» PROBLEM TO WORK ON:
Return every line in the records below that contains the string "butterfly", copied in full. Matching is case-sensitive.

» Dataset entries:
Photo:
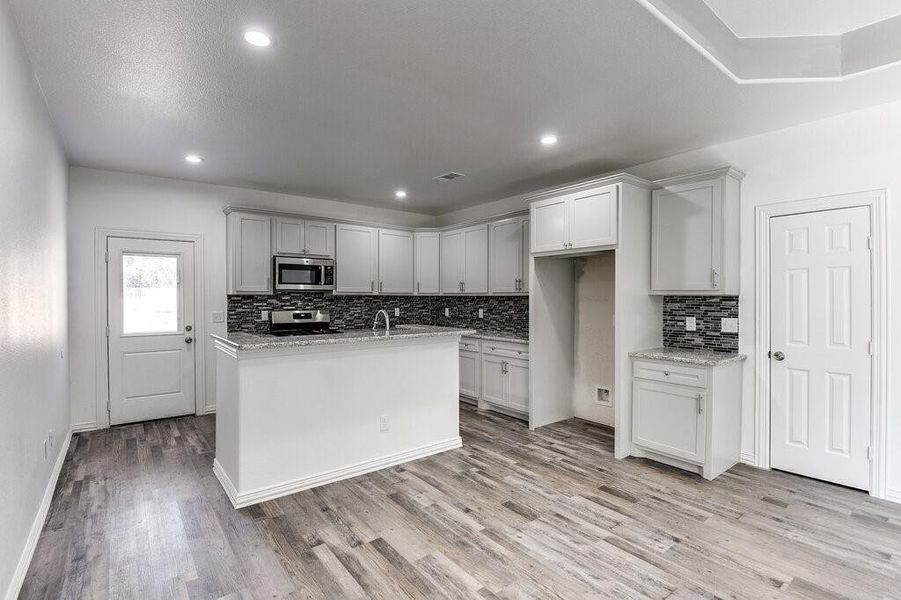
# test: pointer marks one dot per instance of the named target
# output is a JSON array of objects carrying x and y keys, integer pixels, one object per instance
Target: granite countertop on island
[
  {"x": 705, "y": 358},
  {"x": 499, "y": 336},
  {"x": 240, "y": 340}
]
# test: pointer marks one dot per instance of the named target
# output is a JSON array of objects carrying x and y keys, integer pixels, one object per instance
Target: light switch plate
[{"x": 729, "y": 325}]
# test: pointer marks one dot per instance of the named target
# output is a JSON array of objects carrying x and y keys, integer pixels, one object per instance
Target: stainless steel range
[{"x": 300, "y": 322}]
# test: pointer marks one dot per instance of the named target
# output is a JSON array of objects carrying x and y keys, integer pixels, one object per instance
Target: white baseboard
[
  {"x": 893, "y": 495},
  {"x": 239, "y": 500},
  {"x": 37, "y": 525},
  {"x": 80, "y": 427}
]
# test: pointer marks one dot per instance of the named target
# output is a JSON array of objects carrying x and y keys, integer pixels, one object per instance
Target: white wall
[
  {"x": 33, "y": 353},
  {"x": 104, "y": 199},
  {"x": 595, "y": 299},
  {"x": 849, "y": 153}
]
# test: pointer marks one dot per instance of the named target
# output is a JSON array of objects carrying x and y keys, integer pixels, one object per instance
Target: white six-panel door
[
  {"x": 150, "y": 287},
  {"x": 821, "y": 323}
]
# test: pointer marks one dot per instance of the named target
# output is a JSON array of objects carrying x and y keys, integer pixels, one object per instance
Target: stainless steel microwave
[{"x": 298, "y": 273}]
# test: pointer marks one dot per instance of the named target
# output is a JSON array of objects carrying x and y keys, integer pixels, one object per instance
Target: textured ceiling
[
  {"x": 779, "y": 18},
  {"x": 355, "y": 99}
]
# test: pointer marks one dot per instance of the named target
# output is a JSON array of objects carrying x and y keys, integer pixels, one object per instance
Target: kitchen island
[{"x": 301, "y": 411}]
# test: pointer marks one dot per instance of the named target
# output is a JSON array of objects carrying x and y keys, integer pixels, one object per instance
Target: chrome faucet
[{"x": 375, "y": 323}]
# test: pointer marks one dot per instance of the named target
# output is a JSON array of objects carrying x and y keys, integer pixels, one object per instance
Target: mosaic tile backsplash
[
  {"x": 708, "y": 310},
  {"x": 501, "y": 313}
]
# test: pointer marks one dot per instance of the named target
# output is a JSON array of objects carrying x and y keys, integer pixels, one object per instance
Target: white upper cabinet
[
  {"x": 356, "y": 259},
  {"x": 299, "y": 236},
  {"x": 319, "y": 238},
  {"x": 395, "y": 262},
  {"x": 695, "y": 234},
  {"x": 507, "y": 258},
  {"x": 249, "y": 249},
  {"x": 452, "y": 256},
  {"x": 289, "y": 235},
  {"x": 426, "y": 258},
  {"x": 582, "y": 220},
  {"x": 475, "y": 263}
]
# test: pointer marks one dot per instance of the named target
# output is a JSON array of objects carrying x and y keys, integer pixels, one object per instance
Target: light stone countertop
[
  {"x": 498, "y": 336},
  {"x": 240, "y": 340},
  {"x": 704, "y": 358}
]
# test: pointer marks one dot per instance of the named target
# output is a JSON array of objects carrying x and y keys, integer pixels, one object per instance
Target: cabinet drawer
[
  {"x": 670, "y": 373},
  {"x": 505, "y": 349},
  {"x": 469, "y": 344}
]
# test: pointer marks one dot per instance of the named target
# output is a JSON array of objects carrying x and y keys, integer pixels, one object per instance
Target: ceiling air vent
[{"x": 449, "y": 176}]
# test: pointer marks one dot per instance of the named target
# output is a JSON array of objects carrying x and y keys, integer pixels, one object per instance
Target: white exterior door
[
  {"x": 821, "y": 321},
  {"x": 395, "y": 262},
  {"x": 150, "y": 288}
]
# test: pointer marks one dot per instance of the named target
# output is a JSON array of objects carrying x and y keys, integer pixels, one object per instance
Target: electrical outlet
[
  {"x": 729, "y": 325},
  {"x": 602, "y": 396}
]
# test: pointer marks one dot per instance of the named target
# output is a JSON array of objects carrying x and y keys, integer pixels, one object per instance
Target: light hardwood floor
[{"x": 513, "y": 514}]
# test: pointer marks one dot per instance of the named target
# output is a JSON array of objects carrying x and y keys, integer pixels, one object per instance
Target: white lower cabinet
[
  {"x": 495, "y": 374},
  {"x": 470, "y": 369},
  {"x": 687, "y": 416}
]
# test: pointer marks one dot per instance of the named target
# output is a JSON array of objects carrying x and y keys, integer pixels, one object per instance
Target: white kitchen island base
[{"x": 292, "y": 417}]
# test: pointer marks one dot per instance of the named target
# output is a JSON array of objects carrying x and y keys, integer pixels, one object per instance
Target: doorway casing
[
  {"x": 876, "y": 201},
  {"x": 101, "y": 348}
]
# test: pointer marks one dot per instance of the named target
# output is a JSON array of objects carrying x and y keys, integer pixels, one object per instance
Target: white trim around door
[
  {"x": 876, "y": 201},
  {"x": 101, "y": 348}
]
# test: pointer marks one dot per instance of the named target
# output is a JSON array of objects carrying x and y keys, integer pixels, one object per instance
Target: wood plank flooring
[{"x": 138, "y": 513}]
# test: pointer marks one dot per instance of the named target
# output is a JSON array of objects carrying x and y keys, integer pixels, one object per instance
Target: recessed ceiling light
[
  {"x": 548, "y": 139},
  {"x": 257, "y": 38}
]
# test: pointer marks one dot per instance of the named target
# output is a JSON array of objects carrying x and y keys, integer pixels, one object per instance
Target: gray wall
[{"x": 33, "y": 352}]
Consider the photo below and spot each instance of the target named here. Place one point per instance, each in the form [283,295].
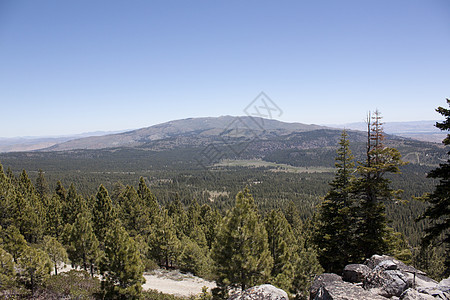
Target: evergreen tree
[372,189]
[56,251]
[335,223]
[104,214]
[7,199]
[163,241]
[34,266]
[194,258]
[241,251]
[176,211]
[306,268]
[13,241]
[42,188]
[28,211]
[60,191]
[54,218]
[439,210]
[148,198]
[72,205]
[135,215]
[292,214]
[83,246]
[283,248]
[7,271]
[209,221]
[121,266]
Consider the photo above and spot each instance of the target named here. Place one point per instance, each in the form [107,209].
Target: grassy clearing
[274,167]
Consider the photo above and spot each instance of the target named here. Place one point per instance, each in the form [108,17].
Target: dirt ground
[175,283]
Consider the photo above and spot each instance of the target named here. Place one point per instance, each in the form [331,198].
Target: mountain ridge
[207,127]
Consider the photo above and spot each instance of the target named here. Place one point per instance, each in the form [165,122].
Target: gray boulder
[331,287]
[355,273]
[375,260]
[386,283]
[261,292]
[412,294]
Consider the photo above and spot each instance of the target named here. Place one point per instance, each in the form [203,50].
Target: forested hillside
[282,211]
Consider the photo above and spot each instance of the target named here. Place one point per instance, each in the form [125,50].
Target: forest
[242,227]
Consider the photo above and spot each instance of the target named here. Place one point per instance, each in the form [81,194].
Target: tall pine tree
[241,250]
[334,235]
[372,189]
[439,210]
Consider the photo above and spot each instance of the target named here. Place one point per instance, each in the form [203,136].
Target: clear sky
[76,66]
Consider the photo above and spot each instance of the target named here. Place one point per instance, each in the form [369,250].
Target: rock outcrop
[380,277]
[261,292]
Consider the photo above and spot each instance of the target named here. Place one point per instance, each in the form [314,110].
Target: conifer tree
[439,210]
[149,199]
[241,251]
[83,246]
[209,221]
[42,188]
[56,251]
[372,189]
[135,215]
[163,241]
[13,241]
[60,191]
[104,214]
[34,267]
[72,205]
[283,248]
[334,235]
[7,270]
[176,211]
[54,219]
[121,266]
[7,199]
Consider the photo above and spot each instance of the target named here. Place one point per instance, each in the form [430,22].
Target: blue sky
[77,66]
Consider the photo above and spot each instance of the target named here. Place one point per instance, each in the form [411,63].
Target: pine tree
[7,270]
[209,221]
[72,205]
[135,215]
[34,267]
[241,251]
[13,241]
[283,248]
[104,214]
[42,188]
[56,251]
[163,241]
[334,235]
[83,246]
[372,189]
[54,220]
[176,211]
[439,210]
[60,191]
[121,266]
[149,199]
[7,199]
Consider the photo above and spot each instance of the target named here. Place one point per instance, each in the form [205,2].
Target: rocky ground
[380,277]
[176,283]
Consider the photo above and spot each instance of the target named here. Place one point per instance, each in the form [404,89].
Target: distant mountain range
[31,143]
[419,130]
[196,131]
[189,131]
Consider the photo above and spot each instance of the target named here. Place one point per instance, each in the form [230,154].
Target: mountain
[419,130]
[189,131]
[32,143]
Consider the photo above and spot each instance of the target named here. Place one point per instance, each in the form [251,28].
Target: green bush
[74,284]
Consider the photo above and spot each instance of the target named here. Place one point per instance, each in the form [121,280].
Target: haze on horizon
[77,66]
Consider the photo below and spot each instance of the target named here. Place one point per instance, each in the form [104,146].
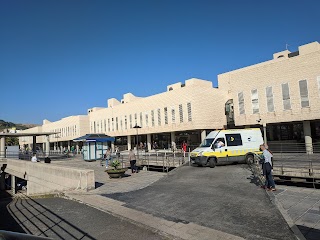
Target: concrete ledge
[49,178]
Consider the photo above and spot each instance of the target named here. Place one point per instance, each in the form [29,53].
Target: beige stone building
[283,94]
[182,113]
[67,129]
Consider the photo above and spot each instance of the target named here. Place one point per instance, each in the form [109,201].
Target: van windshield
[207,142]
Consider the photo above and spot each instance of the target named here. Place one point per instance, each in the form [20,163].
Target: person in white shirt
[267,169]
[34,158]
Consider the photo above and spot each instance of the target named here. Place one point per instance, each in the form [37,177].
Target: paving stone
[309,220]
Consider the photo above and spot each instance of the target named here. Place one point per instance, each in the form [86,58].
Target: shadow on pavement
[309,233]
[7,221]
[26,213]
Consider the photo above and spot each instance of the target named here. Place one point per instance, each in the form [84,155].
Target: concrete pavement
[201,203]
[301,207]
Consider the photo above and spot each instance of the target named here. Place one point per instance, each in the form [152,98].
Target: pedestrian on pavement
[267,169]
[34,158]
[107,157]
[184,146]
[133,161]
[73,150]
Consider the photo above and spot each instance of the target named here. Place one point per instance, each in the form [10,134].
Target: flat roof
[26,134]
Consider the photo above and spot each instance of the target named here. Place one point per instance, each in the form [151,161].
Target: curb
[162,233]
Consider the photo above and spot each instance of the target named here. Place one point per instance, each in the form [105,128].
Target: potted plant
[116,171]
--
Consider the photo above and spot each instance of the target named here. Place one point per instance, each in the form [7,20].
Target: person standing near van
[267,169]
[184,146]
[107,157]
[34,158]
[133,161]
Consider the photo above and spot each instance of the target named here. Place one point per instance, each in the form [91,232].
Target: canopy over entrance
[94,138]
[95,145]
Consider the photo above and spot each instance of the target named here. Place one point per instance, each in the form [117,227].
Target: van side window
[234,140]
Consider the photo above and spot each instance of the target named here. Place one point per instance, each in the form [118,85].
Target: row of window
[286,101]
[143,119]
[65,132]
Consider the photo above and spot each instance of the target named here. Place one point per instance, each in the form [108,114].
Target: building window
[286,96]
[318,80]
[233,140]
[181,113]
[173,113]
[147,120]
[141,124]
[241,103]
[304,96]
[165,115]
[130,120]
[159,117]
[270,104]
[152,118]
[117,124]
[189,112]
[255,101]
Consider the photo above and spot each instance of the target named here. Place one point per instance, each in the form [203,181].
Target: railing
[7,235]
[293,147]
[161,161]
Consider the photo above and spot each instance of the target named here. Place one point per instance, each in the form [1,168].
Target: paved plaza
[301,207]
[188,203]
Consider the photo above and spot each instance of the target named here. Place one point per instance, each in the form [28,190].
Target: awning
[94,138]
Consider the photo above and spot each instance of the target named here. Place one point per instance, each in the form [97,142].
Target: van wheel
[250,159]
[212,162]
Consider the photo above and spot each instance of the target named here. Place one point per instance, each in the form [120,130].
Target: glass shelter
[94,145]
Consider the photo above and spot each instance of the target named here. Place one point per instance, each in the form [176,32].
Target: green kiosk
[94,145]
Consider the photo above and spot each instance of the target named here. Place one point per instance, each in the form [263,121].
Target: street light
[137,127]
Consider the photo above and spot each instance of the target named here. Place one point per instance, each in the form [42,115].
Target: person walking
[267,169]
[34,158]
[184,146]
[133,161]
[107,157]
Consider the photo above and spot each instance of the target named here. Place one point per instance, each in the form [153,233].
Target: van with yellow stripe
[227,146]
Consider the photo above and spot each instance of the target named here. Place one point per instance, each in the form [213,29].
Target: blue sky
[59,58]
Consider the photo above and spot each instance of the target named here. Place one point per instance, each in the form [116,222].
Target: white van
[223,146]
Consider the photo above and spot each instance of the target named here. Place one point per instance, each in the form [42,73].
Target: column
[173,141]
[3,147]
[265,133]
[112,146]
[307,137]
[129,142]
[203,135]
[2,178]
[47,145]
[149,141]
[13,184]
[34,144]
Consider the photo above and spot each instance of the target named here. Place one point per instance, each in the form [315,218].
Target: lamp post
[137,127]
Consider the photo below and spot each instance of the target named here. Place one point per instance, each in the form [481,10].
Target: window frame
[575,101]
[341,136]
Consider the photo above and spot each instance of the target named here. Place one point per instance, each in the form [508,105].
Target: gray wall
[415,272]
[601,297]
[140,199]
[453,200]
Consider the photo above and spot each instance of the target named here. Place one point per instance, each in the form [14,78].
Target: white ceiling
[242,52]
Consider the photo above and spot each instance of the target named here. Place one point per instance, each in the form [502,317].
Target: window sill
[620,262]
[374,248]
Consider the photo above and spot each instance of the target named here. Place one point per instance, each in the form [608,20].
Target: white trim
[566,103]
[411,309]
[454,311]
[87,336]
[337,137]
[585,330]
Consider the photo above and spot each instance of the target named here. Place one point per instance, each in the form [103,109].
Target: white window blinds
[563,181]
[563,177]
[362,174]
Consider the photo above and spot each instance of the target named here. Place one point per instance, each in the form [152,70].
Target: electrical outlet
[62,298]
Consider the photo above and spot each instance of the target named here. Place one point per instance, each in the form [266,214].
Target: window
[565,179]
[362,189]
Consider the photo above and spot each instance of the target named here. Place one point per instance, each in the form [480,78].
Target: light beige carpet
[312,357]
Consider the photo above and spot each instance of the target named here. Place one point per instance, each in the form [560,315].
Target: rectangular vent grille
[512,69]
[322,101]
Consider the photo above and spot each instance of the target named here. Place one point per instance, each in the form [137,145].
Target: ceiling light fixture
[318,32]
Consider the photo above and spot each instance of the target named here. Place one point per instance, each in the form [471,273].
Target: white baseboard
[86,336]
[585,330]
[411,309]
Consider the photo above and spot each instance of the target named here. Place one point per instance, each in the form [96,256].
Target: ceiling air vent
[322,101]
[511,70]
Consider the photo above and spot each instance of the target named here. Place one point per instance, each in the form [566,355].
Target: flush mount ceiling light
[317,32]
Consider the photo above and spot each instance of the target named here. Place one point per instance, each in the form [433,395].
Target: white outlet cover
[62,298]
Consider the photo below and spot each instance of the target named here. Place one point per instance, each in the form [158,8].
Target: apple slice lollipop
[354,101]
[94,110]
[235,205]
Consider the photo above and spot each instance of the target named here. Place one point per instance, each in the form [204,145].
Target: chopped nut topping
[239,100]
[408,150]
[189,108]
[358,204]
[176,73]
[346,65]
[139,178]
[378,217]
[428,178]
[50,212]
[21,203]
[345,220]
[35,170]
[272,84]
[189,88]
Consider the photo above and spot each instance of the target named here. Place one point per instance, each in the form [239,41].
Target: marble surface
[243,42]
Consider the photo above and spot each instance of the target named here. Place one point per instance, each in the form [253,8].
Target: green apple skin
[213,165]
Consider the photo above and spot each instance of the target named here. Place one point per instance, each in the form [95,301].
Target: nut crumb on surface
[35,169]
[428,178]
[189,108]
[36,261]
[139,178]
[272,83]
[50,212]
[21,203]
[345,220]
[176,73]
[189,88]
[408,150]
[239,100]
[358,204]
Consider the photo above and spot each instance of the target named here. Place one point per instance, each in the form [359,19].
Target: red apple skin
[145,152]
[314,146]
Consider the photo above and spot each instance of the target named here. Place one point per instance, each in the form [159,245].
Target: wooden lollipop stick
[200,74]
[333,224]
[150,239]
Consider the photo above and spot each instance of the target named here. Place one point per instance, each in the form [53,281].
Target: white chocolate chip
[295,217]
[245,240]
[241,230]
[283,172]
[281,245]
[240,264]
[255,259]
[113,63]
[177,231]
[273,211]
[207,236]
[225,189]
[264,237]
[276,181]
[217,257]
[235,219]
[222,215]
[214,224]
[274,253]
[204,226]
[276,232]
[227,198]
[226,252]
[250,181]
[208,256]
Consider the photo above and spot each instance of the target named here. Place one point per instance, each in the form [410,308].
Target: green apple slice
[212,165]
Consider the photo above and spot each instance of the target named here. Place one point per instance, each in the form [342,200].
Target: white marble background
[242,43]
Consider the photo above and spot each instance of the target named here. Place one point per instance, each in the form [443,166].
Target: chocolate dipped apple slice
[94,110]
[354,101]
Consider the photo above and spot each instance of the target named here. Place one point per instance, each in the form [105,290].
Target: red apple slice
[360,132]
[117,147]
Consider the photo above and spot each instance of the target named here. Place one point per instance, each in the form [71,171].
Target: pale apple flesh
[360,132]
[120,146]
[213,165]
* * *
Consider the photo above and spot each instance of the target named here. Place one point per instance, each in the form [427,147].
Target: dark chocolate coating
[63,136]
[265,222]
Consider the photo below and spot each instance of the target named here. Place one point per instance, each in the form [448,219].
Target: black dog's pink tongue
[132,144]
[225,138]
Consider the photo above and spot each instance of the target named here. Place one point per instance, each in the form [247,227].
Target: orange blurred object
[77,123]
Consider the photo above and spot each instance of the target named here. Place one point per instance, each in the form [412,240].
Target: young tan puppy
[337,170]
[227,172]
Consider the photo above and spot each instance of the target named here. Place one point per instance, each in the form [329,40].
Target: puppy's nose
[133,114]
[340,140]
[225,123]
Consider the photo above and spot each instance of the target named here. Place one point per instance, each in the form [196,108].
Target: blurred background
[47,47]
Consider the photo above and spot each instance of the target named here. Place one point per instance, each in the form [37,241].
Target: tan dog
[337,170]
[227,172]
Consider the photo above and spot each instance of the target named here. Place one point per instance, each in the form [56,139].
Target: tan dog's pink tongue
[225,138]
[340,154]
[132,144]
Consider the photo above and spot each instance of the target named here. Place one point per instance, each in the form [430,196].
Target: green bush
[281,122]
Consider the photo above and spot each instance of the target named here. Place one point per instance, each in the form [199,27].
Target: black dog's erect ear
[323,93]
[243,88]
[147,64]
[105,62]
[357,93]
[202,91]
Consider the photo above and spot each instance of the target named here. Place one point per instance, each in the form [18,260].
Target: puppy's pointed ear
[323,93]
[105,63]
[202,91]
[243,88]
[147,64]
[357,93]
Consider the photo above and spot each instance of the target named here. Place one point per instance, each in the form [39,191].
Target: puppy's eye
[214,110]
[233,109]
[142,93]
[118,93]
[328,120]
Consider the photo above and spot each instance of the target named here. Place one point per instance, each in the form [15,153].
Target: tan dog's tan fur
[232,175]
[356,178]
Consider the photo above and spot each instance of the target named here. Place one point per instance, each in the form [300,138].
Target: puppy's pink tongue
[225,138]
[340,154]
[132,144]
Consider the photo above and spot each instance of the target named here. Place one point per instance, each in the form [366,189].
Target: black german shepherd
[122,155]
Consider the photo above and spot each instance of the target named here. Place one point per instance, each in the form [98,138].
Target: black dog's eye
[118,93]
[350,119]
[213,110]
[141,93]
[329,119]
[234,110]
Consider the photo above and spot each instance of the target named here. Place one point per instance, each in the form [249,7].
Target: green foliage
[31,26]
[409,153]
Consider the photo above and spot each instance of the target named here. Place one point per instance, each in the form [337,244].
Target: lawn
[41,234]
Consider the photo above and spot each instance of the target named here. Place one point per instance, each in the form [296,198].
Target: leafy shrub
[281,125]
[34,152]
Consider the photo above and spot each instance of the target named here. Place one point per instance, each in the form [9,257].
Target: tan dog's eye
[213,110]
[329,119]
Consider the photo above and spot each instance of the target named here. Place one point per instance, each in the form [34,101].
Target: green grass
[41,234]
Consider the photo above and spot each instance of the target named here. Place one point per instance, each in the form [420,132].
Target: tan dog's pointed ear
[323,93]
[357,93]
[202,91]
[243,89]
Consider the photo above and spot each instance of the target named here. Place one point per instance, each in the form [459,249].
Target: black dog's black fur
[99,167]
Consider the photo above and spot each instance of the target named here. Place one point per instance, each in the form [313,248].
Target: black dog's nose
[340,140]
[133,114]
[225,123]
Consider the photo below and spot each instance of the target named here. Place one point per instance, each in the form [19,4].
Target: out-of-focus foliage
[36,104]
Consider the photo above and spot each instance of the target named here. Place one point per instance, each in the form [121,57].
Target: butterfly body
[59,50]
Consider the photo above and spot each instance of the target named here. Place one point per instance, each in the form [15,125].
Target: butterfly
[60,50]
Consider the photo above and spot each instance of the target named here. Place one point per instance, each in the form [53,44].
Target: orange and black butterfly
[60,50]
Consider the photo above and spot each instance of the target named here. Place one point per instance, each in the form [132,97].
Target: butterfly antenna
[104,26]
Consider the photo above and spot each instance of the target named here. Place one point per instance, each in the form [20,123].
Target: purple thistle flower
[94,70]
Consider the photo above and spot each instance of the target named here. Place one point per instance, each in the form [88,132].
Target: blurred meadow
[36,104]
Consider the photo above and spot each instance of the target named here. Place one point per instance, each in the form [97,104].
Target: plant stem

» ANSWER IN FULL:
Target: butterfly body
Target: butterfly
Target: orange and black butterfly
Target: butterfly antenna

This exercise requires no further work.